**Reading text**
Sunday, October 10, 2010

Hey Ya'll

Hey Ya'll!

My name is Reeda Redneckerson and I am really scared.  I woke up last night drenched in sweat and sat straight up in bed, terrified.  I mean really terrified, like I had a really bad nightmare.  You know how you get really bad nightmares after watching something scary on TV?  Well, you are not alone, what I saw on TV really scares me. 

Last week I saw Michelle Obama on TV.  No, that wasn't the scary part.  It was what she said.  She said that she wanted to get rid of french fries.  That's right french fries.  I guess she thinks they are not good for you.  Well, I guess when I went to sleep that night my subconcious brain got to work on that and that's when I woke up in a cold sweat. 

I'm not exactly the smartest person in the world but I do cook up a good mess of grub for hungry folks when I get a chance and it occured to me that french fries is basically fried potatoes.   So, by my calulations, if Michelle Obama  doesn't want us eating french fries then what about hash browns and tater tots.  Those are fried potatoes.  Is she  getting rid of those too?  I'm thinkin' she's not too keen on country fried potatoes either.  You know, the ones that are fried up in bacon grease.  Then of course there's potato chips, yep, that's right fried potatoes.

Annotation records:
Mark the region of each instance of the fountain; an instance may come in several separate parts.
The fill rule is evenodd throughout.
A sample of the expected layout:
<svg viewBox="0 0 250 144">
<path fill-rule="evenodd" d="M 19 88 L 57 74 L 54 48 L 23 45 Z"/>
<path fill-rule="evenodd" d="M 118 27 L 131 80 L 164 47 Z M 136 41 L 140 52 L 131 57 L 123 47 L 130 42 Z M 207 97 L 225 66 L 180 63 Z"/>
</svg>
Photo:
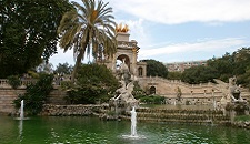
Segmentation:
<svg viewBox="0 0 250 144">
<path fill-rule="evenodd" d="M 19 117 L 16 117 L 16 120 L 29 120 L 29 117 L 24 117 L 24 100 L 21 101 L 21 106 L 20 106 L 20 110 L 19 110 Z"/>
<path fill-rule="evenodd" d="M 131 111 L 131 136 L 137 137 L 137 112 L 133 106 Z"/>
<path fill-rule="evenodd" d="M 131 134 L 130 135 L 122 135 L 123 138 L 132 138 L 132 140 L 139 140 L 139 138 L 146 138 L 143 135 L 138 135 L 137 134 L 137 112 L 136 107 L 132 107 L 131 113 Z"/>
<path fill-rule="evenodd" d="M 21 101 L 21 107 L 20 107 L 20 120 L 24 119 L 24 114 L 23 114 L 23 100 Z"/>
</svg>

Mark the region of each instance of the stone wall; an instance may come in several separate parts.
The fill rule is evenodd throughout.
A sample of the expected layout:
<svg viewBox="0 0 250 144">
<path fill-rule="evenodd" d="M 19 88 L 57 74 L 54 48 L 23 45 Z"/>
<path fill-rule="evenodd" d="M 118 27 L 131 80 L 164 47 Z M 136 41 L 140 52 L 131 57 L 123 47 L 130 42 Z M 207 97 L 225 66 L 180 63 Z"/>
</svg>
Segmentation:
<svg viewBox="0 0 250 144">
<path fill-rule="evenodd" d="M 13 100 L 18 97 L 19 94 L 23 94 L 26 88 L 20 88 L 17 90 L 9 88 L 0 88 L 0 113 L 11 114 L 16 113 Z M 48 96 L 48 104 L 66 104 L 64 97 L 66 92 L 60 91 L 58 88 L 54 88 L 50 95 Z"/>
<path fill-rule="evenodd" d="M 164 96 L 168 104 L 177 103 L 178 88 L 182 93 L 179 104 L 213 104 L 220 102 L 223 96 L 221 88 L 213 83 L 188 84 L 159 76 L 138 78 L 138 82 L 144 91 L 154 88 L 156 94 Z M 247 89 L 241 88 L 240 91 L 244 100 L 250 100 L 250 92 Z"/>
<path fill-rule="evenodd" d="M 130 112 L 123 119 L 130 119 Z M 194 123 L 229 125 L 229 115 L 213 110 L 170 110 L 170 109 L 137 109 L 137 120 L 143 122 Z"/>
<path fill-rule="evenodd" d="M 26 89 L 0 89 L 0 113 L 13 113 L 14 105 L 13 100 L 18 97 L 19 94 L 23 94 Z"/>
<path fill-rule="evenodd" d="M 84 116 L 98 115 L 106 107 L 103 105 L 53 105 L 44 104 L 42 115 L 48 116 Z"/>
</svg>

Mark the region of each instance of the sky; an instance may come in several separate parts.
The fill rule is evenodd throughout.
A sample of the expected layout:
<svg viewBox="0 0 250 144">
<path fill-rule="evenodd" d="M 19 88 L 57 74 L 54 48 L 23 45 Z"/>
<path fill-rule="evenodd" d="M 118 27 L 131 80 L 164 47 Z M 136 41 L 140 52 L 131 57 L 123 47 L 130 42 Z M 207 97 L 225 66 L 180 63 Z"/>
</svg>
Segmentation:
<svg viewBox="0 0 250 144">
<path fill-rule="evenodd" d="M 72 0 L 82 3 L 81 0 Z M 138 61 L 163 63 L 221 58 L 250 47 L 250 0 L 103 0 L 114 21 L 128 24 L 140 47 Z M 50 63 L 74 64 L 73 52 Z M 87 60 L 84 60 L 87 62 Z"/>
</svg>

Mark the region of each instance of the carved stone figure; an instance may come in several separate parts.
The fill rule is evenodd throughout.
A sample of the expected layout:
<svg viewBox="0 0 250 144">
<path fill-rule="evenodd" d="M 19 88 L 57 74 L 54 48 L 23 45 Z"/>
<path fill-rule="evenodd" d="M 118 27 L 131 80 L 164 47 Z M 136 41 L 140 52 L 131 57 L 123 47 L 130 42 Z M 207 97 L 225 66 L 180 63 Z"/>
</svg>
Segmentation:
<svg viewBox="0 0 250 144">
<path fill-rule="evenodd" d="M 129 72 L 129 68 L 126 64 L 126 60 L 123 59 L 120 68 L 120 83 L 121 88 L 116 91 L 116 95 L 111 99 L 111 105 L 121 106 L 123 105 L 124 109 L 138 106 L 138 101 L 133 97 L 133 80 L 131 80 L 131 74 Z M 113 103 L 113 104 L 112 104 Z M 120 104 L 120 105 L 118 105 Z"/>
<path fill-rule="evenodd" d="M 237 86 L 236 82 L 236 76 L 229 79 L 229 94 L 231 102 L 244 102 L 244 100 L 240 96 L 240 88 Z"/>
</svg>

**Required work**
1 - Pick out every line of the records that contains the word "instance" and copy each one in full.
2 - Resume the blog post about french fries and other fried potatoes, picking up right after its final sentence.

**Outputs**
1 -
Mark the region of each instance of the fountain; an instance may come in several separate parts.
Mark the region of each instance of the stone wall; an instance may come in several separate parts.
Mark the region of each instance of the sky; an instance may come in several separate parts.
Mark the region of each instance of the carved stone figure; an instance may come in several separate parts.

2 -
Were does that lead us?  Crisco.  That's right Crisco.  Did you know that Crisco makes the flakiest pie crust?  Are we going to have to give up pies as well?  Well, there goes Christmas.  My daddy loves a Texas pecan pie at the end of Christmas dinner.  It has corn syrup and Crisco. 

As soon as the Piggly Wiggly opens up this morning I am heading straight over there.  Cause I am gonna bet that my favorite food is on the forbidden list too.  Marshmallows.  That's right marshmallows.  They are nothing but sugar and corn syrup.  I'm gonna start hoarding marshmallows starting today. 

2 comments:

  1. Gee thanks, Reeda. Now I'm gonna have nightmares too.
    Who does Michelle think she is, messing with our gastronomical delights.
    Seems to me she should start policing her own husband's eating habits first. Isn't he the one who ordered a hamburger with a double order of fries?
    I'd like to ask her what she expects the starving masses to eat.
    She'd probably tell me, "Let them eat cake!"
    (Didn't another woman say that once and didn't she lose her head over it?)

    Sweet Dreams, Reeda.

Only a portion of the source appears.